■ SET TASK
Reproduce the data word for word, from the line containing "Reviewer note: every instance of the windshield wiper" through the end of the data, and nothing else.

■ RECORDS PROVIDED
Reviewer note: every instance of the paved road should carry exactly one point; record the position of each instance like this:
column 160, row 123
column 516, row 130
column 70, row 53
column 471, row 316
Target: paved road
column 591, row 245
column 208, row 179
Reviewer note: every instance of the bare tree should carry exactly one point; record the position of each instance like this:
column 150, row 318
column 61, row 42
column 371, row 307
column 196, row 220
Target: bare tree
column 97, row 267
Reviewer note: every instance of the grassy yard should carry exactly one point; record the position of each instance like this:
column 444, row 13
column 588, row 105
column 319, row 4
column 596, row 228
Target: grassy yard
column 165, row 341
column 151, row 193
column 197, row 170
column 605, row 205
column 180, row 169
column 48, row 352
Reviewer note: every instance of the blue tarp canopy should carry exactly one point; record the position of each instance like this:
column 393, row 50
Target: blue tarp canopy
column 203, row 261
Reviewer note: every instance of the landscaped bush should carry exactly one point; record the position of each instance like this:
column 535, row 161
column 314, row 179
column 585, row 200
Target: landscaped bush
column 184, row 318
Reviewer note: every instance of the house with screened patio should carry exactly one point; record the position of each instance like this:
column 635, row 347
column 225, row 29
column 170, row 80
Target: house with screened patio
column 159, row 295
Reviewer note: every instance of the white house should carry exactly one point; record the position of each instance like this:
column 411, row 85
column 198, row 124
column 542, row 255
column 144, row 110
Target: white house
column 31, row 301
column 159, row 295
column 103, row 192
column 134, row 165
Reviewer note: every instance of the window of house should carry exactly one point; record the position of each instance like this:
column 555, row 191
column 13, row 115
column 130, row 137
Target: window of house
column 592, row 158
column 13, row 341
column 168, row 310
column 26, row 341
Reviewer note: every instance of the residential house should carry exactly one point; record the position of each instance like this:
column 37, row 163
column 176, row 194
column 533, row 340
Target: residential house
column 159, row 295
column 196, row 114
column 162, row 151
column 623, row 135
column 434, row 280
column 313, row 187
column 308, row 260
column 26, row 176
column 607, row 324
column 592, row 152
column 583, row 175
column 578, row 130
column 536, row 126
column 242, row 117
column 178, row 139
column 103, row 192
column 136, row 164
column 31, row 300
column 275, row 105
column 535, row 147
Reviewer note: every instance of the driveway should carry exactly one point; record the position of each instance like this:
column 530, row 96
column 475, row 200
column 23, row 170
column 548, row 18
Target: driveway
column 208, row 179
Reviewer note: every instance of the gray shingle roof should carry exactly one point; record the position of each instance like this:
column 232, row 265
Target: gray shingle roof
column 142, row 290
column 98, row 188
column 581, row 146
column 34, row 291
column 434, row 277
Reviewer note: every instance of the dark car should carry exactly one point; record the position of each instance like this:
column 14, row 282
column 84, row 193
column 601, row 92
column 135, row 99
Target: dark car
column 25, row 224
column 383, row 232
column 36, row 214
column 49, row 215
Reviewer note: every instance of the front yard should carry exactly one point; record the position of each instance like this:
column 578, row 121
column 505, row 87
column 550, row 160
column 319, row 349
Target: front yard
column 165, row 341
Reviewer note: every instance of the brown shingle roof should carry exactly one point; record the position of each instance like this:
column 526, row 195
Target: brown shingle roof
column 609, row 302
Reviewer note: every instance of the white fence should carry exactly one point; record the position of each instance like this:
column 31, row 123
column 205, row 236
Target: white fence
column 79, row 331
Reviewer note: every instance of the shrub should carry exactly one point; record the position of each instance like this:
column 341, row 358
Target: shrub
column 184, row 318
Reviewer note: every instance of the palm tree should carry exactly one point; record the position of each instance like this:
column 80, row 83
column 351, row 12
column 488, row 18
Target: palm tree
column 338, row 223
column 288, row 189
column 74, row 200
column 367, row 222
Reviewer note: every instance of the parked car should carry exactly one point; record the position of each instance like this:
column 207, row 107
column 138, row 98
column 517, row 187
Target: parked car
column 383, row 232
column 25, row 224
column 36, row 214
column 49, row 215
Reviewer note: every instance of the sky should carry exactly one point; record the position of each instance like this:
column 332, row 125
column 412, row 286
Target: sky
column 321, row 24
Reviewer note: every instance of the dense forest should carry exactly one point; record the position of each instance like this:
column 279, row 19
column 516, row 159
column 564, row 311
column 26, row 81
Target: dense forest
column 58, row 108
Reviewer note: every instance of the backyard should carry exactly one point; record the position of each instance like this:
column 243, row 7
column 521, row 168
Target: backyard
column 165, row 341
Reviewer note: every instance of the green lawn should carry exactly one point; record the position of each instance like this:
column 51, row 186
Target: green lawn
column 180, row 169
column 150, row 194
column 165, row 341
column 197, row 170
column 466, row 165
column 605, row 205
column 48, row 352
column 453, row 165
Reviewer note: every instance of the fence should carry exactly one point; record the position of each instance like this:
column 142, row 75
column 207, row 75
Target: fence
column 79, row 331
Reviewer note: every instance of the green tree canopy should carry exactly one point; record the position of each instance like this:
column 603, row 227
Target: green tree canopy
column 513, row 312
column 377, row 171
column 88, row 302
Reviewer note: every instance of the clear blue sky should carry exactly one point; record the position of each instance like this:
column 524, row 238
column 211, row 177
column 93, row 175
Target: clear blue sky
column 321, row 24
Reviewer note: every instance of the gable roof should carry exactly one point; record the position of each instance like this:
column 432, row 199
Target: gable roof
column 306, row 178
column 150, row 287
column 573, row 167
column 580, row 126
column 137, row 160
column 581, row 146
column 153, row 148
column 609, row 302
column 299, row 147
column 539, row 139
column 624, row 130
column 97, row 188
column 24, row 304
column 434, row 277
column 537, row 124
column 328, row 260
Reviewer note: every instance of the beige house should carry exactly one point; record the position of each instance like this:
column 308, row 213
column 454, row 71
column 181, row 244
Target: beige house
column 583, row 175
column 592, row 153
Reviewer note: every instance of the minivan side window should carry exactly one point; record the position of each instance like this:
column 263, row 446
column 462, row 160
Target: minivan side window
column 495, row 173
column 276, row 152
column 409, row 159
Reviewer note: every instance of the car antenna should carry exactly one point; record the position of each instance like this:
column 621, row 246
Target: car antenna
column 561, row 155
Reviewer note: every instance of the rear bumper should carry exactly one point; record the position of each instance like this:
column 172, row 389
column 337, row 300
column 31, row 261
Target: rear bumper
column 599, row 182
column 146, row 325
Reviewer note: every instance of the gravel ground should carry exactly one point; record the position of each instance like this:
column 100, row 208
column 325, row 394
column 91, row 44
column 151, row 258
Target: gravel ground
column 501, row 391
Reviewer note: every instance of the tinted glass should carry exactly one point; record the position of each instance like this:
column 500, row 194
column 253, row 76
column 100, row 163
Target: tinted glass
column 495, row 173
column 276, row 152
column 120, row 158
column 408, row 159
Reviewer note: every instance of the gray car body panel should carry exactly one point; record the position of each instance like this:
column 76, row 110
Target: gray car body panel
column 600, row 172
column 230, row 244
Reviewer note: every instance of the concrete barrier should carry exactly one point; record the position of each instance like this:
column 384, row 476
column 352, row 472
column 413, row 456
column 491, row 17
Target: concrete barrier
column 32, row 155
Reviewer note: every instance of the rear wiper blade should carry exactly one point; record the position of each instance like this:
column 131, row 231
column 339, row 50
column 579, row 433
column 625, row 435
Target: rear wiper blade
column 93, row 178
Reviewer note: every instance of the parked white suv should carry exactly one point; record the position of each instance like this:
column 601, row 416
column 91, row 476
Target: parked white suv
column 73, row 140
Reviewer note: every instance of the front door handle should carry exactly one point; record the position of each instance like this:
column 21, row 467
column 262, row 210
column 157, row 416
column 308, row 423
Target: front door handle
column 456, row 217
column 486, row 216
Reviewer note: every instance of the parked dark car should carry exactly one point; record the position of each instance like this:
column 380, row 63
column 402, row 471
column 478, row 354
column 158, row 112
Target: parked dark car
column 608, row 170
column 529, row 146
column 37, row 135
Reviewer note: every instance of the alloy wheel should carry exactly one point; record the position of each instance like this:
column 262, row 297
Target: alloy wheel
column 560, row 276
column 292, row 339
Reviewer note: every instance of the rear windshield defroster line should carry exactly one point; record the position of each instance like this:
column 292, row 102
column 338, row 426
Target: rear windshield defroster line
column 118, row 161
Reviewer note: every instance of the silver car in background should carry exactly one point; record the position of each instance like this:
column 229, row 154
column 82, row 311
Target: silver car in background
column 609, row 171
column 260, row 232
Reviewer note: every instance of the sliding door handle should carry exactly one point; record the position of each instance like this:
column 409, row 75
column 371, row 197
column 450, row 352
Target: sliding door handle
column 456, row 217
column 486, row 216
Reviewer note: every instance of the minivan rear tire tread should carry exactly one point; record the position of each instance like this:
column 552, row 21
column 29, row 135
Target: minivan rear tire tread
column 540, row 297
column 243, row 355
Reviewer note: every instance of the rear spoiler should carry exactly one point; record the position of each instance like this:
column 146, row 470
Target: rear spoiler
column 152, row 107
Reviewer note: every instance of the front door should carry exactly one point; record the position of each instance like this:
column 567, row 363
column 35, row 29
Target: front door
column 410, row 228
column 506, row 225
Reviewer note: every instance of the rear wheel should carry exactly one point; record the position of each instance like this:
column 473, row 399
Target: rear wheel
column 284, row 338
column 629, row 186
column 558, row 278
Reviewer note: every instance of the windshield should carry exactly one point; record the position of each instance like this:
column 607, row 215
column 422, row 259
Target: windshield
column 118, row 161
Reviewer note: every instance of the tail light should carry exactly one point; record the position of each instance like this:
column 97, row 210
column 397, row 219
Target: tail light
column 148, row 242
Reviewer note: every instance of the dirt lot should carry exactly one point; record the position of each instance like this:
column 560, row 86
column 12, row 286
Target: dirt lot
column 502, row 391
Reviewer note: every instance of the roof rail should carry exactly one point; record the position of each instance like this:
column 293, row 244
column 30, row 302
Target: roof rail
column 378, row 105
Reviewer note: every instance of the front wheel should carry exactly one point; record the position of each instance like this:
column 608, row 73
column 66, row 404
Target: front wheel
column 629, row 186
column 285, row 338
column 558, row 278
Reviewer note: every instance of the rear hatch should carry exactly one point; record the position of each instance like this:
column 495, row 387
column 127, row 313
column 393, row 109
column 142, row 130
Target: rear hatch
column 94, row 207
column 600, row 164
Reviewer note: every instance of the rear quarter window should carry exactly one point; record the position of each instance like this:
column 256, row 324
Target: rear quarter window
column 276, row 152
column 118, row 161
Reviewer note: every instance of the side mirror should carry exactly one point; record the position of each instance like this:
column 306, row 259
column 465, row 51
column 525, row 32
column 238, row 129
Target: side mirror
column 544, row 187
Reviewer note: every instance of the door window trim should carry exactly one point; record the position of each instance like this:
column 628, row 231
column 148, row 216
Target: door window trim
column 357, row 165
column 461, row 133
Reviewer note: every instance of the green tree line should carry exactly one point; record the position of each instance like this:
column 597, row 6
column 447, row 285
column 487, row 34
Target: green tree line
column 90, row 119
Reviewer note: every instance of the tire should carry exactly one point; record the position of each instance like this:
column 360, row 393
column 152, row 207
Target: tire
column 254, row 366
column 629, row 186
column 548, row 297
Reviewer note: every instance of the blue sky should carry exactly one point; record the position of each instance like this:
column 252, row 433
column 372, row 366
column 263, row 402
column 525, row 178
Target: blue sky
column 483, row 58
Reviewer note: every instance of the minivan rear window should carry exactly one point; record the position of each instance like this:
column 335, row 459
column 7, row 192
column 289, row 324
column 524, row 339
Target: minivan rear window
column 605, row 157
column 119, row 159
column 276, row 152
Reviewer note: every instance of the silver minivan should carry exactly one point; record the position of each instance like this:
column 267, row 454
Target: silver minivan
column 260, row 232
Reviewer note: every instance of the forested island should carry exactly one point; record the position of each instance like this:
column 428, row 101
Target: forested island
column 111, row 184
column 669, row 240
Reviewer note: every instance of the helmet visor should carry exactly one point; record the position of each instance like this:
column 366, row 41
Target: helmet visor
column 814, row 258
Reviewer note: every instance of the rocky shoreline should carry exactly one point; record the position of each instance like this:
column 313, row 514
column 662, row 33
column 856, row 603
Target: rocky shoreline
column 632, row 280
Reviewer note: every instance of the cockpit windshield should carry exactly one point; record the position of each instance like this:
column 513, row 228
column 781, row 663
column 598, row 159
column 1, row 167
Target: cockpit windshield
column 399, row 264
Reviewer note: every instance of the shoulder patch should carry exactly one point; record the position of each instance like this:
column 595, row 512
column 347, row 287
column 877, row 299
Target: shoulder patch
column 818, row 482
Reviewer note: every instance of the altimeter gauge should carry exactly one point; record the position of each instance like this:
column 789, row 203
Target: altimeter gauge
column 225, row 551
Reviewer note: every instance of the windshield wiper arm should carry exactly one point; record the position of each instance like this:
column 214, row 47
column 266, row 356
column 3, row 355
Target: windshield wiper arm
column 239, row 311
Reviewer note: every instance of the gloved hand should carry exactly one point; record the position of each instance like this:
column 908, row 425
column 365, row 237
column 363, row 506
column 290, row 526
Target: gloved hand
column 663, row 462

■ RESPONSE BELOW
Reviewer note: every instance of the windshield wiper arm should carry exactly one point; record the position of each instance like this:
column 214, row 47
column 266, row 356
column 3, row 355
Target: windshield wiper arm
column 239, row 311
Reviewer note: every instance of the gloved hand should carry exactly one point; record the position of each instance like this:
column 908, row 425
column 365, row 237
column 363, row 506
column 290, row 526
Target: gloved hand
column 663, row 462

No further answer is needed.